PASSAGE GIVEN:
>> START

[postgis-devel] Re: geometry stats

Mon Mar 1 06:11:50 PST 2004

m.cave-ayland wrote:
> Hi strk,
>
> I had a chance to do some more testing over the weekend so I ran in a
> 280,000 point world gazetteer dataset into a 7.5dev PostGIS database to
> test the new statistics code, ran ANALYZE and then using a map as a
> reference, messed about with some explain analyze queries. This was done
> using the default statistics target of 10, so only 3,000 rows were
> sampled from the entire dataset (just over 1%).
> 
> The results were surprisingly accurate when zoomed in around single
> countries; I was seeing errors somewhere of less than 0.5%, e.g.
> estimated = 53000, actual = 55000. Zooming  much closer into the map,
> the percentage error became increasingly large, but the numbers were
> much smaller (e.g. estimated=20 actual=90) so it didn't have much impact
> on the query  plan.
> 
> The one thing that was apparent from the above was that we currently
> need to increase the number of boxesPerSide when the statistic target is
> increased, since the implication is that users would increase this
> number if greater accuracy were required. Since the default values of
> 40bps with a target of 10 worked quite well, it may be worth using this
> ratio as the basis of the boxesPerSide calculation, e.g.

>> END

GIVEN RECORDS:

>> START

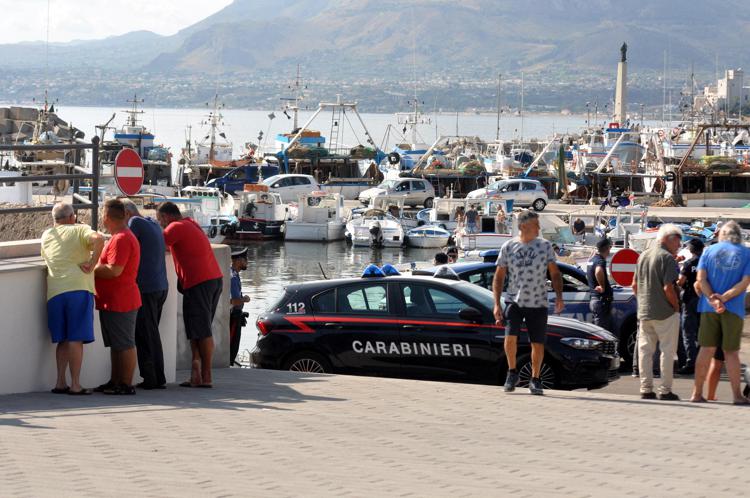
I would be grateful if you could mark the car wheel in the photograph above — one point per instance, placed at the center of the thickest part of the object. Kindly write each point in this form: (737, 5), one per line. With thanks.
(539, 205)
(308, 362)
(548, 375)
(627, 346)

>> END
>> START

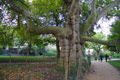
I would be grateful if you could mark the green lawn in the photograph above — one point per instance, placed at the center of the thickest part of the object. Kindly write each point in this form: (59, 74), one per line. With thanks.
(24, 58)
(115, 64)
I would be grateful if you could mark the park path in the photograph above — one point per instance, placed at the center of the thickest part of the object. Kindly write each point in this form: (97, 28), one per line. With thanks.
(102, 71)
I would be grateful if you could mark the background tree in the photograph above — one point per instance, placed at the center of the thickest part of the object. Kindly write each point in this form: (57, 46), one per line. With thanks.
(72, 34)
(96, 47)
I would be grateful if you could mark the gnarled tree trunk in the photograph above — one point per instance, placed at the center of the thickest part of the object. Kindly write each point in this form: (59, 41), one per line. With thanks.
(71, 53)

>> END
>> START

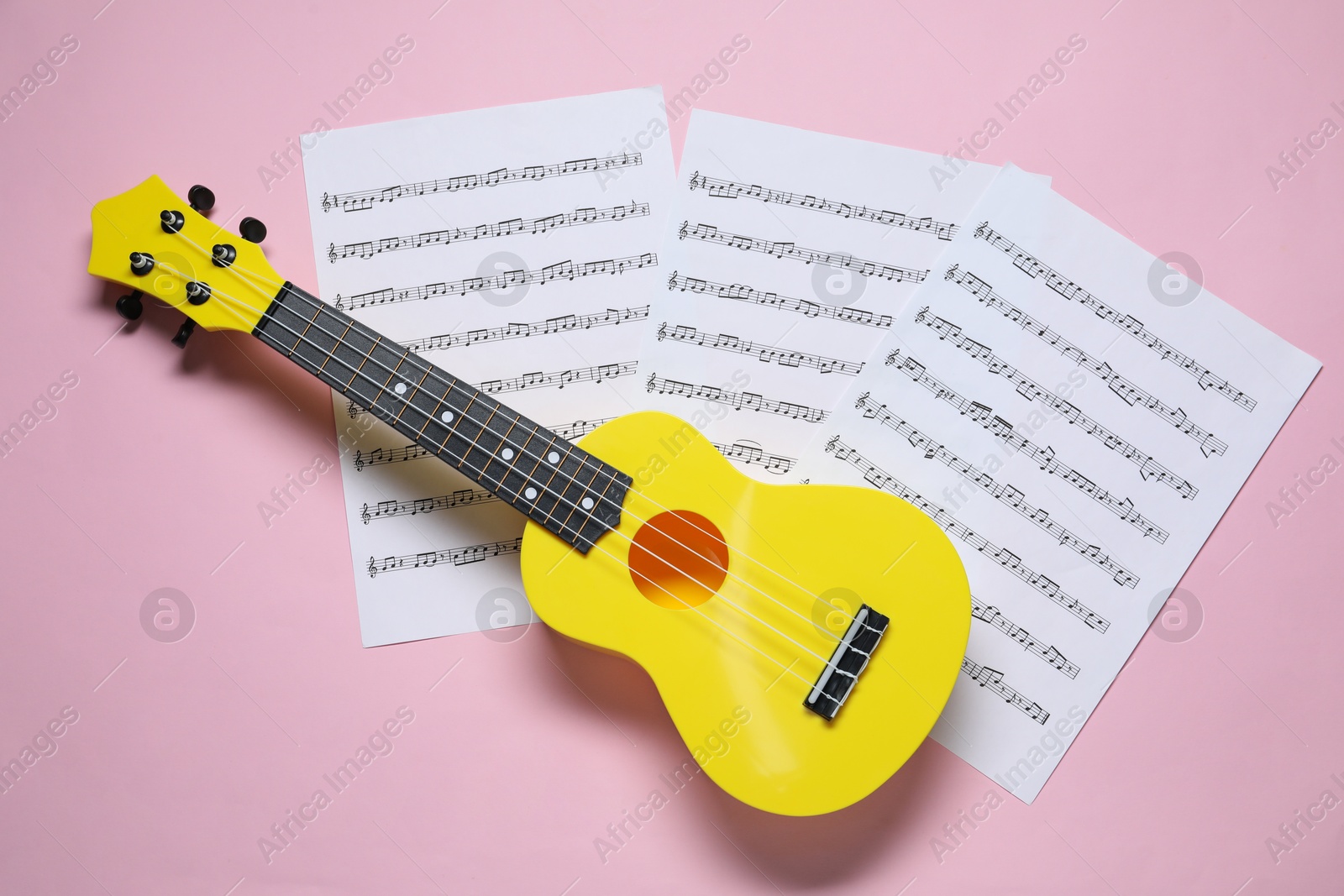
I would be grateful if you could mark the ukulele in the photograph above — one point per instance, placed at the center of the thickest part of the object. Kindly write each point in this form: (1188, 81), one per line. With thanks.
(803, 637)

>> END

WHAT THIS TASK INVOLVES:
Update the geometry stats message from "Mon Mar 1 06:11:50" to "than 0.5%, e.g.", replacing "gazetteer" with "atlas".

RESULT:
Mon Mar 1 06:11:50 PST 2004

m.cave-ayland wrote:
> Hi strk,
>
> I had a chance to do some more testing over the weekend so I ran in a
> 280,000 point world atlas dataset into a 7.5dev PostGIS database to
> test the new statistics code, ran ANALYZE and then using a map as a
> reference, messed about with some explain analyze queries. This was done
> using the default statistics target of 10, so only 3,000 rows were
> sampled from the entire dataset (just over 1%).
> 
> The results were surprisingly accurate when zoomed in around single
> countries; I was seeing errors somewhere of less than 0.5%, e.g.